Document section

* Begin *

It’s not a bachelorette party without a hot hunk taking it all off

The recipe for a typical bachelorette party requires a number of ingredients: A dangerously tipsy bride-to-be wearing a cheap tiara, multiple trays of shots (possibly of the Jello variety), plenty of tacky penis-shaped party favors…but most of all, at least one male stripper. Nowadays, a striptease performance is the centerpiece of any decent prenuptial send-off, whether the guest of honor is a woman or man. Unlike bachelor parties, however, which began centuries ago as relatively respectable gatherings, bachelorette parties were never anything but unapologetic celebrations of debauchery.

Until the 1950s and 60s, the only entirely-female parties for future brides beyond traditional bridal showers were “second showers,” held by some women for the purpose of knocking back a few cocktails (and opening risqué gifts) with a select group of non-judgmental friends, as TIME reported.

The sexual revolution changed all that. Finally, women had the chance to acknowledge and celebrate their sexuality in the same fashion as their male counterparts, and bachelorette parties were the perfect opportunity to do just that…even if, in a bitter twist, the whole point of those get-togethers was to relinquish those newfound sexual freedoms.

“Men were seen as having something to lose in marriage and women were seen as having everything to gain,” wrote sociologist Beth Montemurro in her paperSex Symbols: The bachelorette party as a window to change in women’s sexual expression. “The bachelorette party is a means for expressing oneself sexually and acknowledging the sexual element of one’s identity. Until recently, this aspect of women’s identity was assumed to be either nonexistent or inappropriate in public.”

The first mention of a bachelorette party in TIME appeared in an Aug. 6, 1979, feature about male strippers at clubs such as the Sugar Shack in Lake Geneva, Wisc., noting that “entire tables” were “booked for ‘bachelorette’ and birthday parties” and the “audiences seem a notably wholesome and ordinary cross section of women.” A few years earlier, one so-called “hen party” was abruptly shut down when a male stripper was fined for acting in a “lewd, obscene and disgusting manner,” according to History Extra 

The details of that particular instance of indecent behavior have sadly been lost to the ages, but thanks to Hollywood, it’s not too hard to imagine. Anytime a film or TV show plot includes a bachelorette party, it’s a guarantee that a male stripper character is going to show up at some point or another, more than likely kicking off a series of both salacious and slapstick hijinks. A male stripper’s demise serves as the central plot point for Rough Night (2017), starring Scarlett Johansson as a bride-to-be whose celebration goes off the rails after one of her friends (Jillian Bell) straddles the evening’s dirty-mouthed entertainment a little too enthusiastically, fatally knocking his head into the fireplace. It’s the arrival of another trash-talking stripper (Andrew Rannells) who plunges the evening into chaos in Bachelorette (2012), with Rebel Wilson as a soon-to-be-married woman who storms out of her bachelorette party after being insulted by the erotic dancer, leaving a trio of old high school frenemies (Kirsten Dunst, Isla Fisher, and Lizzy Caplan) to accidentally destroy her wedding dress.

* End *

Extracted information
* Begin *

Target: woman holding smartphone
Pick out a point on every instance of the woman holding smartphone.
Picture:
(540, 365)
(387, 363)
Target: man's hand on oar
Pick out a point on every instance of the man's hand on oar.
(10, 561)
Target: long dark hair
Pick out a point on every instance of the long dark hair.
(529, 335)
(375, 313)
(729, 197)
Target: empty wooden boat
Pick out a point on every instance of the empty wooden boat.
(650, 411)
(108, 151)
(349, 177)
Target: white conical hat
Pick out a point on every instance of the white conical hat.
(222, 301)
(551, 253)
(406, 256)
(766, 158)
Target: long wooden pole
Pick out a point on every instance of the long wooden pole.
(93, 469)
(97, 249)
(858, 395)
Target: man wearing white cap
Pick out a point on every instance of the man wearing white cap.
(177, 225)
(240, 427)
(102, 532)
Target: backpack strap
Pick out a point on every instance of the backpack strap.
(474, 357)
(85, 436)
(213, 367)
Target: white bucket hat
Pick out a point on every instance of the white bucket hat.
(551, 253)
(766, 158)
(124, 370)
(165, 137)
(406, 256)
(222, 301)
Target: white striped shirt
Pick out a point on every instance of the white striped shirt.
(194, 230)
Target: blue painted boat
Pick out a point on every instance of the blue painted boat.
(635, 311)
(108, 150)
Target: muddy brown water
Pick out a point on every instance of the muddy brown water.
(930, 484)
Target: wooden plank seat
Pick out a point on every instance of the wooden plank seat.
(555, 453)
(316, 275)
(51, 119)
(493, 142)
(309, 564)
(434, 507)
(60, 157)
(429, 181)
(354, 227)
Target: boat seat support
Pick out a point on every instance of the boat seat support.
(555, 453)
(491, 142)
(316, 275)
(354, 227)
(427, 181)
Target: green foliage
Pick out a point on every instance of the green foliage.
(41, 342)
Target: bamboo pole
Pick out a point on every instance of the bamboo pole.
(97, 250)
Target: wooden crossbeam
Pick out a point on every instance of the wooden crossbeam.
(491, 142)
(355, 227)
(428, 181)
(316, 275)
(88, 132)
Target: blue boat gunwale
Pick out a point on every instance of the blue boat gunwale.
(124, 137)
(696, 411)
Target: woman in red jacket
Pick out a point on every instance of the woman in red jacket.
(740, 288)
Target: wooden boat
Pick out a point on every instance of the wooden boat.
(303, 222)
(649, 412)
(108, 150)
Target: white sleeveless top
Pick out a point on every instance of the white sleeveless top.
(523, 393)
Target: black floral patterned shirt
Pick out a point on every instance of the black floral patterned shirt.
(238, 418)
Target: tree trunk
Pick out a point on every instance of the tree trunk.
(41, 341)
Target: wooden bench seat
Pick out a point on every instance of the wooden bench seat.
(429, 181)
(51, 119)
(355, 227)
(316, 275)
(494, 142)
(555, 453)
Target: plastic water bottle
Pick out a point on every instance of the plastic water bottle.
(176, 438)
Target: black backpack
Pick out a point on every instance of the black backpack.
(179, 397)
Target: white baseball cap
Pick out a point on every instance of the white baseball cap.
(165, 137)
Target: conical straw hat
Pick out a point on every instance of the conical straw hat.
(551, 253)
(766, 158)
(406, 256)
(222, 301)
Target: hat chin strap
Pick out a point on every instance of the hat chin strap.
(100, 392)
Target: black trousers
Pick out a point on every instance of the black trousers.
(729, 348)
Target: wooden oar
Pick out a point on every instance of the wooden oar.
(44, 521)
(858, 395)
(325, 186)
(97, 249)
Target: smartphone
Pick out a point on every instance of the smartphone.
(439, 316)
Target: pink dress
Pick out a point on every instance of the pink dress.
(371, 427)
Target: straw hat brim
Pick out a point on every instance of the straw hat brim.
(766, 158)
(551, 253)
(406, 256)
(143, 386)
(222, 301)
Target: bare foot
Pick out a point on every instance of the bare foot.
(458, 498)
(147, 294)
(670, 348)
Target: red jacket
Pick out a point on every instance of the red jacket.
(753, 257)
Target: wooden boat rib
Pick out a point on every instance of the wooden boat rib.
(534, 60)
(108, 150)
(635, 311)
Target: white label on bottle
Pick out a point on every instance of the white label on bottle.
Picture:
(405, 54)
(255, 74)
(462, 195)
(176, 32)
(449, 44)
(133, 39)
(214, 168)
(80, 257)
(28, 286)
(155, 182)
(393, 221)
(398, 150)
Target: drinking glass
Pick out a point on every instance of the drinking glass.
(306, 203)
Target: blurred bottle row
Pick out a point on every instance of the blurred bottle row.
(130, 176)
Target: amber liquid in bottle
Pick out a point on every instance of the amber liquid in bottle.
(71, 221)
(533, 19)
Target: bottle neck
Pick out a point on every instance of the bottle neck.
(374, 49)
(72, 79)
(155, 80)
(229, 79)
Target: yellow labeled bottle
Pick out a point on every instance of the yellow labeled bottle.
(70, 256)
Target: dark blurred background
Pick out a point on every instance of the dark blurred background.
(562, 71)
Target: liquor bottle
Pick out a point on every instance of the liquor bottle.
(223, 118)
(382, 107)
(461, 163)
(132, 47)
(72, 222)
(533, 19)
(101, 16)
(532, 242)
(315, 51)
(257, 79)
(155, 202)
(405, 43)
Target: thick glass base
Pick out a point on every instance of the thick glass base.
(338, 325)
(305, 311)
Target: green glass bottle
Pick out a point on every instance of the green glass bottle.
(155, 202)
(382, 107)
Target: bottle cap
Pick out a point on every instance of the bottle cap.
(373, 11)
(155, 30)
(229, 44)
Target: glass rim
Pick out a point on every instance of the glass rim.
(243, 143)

* End *

Problem statement
Extend the piece on bachelorette parties and male strippers, starting after its final sentence.

Response below
‘Bachelorette’ • RADiUS/TWC.

On TV, meanwhile, some of the most famous bachelorette party-themed episodes involve decidedly less-than-exotic dancers: Danny DeVito guest-starred on Friends as a past-his-prime stripper attempting to help Phoebe (Lisa Kudrow) say farewell to her single life; on Parks and Rec, a scantily-clad Abraham Lincoln made Leslie Knope (Amy Poehler) decide she wasn’t “in the mood for historical nudity.” (In another American history-inspired twist, on The Office, Phyllis –played by Phyllis Smith– got stuck with a Ben Franklin impersonator in lieu of a stripper at her bachelorette party/bridal shower.)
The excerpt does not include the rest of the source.